#### Required task
Which lines in the items below contain the string "highway"? Pick out each such line and copy it whole.

++++++++++++++++++++

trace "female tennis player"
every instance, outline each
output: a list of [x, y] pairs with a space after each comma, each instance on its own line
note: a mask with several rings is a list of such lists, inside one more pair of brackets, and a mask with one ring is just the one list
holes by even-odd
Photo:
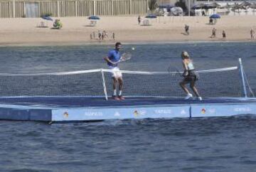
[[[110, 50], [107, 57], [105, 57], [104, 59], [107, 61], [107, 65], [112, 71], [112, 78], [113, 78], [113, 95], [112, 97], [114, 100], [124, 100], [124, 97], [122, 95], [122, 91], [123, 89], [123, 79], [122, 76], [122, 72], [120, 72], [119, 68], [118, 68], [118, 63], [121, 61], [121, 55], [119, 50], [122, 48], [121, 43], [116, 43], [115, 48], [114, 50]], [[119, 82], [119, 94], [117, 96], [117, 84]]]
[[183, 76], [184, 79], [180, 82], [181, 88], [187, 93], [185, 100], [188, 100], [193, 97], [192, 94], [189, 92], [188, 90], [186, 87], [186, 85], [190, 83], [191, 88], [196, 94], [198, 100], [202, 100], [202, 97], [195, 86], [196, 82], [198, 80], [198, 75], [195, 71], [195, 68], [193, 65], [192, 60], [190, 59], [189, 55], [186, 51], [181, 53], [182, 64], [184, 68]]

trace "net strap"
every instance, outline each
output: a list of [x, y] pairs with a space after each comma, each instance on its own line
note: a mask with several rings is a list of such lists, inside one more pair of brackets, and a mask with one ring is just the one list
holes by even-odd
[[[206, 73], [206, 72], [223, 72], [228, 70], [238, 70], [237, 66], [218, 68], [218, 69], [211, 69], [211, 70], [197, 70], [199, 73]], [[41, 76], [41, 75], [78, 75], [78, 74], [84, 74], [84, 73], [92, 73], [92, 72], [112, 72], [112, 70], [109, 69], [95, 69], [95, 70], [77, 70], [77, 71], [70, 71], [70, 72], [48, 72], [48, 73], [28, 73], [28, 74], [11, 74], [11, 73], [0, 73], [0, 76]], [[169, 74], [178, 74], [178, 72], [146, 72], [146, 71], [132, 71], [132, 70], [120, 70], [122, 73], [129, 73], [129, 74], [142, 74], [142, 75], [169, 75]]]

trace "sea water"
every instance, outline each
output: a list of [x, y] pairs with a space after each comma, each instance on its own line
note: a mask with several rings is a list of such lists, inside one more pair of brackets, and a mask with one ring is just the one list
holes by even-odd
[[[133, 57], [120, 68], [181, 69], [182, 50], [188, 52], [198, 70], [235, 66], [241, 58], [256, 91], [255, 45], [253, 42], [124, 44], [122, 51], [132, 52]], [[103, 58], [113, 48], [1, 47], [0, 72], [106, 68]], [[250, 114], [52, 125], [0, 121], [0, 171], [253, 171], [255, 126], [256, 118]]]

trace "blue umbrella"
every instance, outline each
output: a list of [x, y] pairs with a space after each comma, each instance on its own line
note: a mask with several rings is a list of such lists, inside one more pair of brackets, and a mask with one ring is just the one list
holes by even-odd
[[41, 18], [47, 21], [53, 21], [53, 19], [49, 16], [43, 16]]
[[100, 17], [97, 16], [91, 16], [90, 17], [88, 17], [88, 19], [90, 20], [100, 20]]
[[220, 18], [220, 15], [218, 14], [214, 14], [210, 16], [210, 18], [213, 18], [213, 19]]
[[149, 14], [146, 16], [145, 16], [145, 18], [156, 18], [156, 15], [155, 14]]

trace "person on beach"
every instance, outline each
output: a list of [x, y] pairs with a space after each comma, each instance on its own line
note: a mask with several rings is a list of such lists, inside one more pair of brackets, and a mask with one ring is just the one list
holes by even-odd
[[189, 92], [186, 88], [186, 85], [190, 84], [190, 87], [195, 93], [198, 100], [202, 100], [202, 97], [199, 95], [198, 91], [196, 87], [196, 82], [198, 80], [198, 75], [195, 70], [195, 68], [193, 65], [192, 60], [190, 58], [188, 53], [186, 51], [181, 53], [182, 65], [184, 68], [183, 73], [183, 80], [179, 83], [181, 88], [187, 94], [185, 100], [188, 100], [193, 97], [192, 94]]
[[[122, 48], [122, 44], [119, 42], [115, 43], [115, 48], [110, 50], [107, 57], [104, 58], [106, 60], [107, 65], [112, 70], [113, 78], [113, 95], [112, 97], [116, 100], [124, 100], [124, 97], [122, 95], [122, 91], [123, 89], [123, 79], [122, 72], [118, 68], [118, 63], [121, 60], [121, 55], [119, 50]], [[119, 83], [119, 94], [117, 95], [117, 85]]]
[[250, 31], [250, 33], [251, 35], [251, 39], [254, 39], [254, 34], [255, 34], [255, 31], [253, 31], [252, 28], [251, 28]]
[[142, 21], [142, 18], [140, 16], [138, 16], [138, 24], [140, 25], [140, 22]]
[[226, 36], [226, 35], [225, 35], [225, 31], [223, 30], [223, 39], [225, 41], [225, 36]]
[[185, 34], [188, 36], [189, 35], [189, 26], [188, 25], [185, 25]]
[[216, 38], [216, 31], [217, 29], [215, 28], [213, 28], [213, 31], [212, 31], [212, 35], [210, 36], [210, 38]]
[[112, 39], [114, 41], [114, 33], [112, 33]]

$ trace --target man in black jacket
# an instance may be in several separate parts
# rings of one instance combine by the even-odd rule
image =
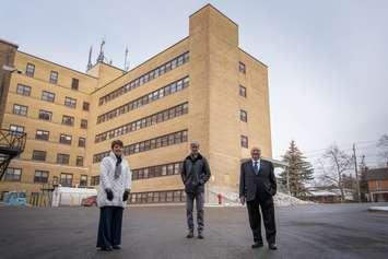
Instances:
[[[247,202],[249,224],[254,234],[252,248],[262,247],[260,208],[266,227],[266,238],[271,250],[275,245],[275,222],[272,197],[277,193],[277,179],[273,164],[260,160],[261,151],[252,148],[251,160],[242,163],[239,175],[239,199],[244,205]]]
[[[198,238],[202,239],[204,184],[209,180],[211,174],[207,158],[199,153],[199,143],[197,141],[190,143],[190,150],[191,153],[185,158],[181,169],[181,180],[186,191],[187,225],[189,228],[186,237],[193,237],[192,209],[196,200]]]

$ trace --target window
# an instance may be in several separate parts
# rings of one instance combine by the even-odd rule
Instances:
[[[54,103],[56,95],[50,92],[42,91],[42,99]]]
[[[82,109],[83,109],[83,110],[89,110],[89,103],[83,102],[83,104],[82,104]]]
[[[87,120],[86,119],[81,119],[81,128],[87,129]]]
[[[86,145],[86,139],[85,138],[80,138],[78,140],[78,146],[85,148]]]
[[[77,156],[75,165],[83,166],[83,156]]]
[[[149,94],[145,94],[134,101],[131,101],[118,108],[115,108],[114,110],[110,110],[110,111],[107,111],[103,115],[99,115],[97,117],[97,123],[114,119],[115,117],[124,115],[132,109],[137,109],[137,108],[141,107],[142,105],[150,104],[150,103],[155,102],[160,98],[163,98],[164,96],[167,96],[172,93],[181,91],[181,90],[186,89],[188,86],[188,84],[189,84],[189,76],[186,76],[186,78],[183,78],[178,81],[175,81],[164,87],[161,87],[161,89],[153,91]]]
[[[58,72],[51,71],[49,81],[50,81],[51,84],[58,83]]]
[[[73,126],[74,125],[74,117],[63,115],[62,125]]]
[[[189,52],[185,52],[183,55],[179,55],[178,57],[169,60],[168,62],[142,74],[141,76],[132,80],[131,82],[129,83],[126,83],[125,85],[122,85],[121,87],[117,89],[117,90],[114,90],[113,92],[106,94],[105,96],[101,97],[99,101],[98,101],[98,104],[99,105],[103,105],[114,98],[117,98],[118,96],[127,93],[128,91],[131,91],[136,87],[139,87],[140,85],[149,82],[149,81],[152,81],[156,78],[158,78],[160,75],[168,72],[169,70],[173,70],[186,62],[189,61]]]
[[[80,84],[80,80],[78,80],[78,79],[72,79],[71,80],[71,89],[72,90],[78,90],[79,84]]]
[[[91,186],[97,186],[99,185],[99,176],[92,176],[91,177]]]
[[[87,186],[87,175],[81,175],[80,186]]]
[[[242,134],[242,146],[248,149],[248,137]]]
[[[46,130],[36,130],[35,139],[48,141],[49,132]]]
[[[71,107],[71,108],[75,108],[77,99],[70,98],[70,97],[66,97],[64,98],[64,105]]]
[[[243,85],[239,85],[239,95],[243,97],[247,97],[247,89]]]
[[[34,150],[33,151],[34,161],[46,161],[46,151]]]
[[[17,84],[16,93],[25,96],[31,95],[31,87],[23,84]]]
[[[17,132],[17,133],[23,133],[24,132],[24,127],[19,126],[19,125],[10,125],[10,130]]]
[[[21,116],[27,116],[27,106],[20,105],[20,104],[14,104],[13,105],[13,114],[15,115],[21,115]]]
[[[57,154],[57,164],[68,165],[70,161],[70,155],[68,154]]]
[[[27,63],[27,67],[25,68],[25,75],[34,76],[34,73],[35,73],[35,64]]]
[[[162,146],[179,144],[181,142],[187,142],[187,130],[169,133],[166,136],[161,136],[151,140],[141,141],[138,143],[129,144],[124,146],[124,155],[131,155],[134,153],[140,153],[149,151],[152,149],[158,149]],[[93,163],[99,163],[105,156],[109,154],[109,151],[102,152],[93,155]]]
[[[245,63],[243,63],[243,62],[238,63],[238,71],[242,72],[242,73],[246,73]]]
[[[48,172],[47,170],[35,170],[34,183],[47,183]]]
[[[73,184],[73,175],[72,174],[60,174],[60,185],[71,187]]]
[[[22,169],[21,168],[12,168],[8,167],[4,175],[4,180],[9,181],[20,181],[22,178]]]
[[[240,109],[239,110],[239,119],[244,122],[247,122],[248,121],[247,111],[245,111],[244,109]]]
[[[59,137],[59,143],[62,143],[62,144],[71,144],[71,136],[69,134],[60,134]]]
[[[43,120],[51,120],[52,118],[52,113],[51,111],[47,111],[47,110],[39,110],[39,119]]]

++++++++++++++++++++

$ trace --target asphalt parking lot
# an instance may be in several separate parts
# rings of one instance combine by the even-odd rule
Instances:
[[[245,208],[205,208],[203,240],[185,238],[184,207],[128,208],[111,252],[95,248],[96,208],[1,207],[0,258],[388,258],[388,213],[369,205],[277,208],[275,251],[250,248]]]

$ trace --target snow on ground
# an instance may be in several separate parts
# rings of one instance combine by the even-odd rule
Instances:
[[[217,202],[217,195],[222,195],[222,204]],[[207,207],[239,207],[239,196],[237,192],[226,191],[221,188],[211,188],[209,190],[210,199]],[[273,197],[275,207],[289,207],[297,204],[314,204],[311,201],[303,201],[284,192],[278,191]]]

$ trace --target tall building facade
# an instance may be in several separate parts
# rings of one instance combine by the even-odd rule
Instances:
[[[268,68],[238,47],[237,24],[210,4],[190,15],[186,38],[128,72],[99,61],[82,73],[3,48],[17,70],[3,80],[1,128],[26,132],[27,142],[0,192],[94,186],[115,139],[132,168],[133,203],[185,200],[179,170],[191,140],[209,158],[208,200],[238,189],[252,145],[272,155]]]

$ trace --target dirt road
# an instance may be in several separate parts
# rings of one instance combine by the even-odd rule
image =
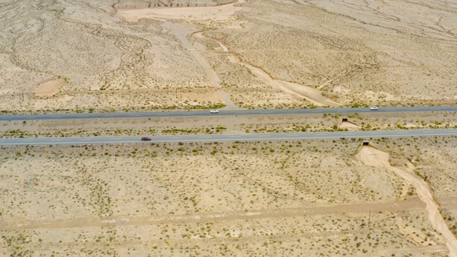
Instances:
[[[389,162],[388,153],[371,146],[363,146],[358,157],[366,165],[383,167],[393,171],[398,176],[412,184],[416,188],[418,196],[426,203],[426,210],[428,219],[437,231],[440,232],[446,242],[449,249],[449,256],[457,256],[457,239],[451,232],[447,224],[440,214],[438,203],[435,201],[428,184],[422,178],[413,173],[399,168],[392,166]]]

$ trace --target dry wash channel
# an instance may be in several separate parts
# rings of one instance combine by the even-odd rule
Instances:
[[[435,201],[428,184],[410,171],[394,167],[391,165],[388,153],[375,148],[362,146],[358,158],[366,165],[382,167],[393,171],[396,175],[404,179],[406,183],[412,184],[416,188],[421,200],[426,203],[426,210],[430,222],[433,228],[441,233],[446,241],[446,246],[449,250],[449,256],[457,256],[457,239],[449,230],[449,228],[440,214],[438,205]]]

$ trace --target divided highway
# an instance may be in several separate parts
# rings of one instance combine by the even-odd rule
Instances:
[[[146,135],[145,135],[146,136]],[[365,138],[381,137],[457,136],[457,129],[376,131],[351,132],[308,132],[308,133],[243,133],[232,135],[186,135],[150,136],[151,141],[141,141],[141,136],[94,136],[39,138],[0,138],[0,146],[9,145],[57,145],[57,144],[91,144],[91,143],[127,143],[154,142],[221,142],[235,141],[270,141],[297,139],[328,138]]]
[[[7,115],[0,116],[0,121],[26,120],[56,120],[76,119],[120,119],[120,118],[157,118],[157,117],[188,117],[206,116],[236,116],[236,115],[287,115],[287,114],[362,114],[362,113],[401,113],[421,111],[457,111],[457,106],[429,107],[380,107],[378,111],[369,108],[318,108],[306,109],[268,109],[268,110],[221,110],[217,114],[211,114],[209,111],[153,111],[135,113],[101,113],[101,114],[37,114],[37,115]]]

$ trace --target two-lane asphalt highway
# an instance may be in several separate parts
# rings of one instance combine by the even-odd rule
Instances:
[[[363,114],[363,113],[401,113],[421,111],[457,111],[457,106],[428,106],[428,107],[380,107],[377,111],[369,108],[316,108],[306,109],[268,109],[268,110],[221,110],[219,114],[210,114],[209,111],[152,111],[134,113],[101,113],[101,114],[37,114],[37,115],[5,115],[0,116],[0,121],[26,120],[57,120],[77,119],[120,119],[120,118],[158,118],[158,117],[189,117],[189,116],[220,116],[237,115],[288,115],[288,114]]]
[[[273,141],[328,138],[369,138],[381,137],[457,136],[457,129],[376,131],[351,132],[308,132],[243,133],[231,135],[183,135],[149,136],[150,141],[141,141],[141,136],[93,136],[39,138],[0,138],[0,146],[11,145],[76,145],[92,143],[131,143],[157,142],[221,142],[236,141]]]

++++++++++++++++++++

#### Written solution
$ trace --target divided highway
$ trace --target two-lane asphalt highway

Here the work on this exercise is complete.